Nous devrions donc anticiper un modèle où les parents âgés accèderont à une autonomie réelle, à travers des structures publiques spécialisées, accessibles à domicile ou en itinérance, encadrées par le ministère de la Santé et des professionnel·les qualifié·es. Il est impératif d’éviter que la prise en charge du vieillissement ne devienne un secteur captif entre les mains d’acteurs privés motivés par le profit, au détriment d’une approche véritablement humaine, solidaire et sanitaire. Des modèles inspirants existent à l’international, notamment en Scandinavie ou au Canada, où les services de soins à domicile relèvent d’un service public intégré.

Cette approche, centrée sur la dignité et l’autonomie, doit faire écho à notre engagement pour l’égalité, y compris dans la sphère familiale et successorale. Repenser l’un, c’est repenser l’autre : car le soin, comme l’héritage, ne peut plus reposer uniquement sur les épaules des femmes, qui sont au croisement de toutes les fragilités.

Des droits bafoués aux violences systémiques : protéger les femmes, c’est protéger l’humanité

Les femmes, citoyennes, militantes, travailleuses, mères ou filles représentent plus de la moitié de l’humanité. Pourtant, elles continuent de subir, partout dans le monde, des violences systémiques, souvent normalisées ou invisibilisées. Dans plus de 100 pays, les lois ne garantissent pas l’égalité entre les femmes et les hommes, et près d’une femme sur trois a déjà été victime de violences physiques ou sexuelles au cours de sa vie, selon l’OMS.
En temps de crise, de guerre ou de catastrophe, ces violences s’intensifient. Les femmes déplacées ou migrantes sont particulièrement exposées : selon l’ONU, plus de 70 % des femmes réfugiées subissent des violences basées sur le genre à un moment donné de leur parcours. Ces femmes fuient les conflits, le changement climatique ou la misère, mais trouvent trop rarement protection et justice.

• Vos consignes
Recopiez fidèlement, dans l'extrait ci-dessus, le passage qui va de « Des droits bafoués » à « vie, selon l’OMS. ». La liste qui vient ensuite n'a aucun rapport avec l'extrait.

• Données fournies
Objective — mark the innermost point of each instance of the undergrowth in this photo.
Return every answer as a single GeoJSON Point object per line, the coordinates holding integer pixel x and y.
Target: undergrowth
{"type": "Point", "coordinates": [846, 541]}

• Réponse rédigée
Des droits bafoués aux violences systémiques : protéger les femmes, c’est protéger l’humanité

Les femmes, citoyennes, militantes, travailleuses, mères ou filles représentent plus de la moitié de l’humanité. Pourtant, elles continuent de subir, partout dans le monde, des violences systémiques, souvent normalisées ou invisibilisées. Dans plus de 100 pays, les lois ne garantissent pas l’égalité entre les femmes et les hommes, et près d’une femme sur trois a déjà été victime de violences physiques ou sexuelles au cours de sa vie, selon l’OMS.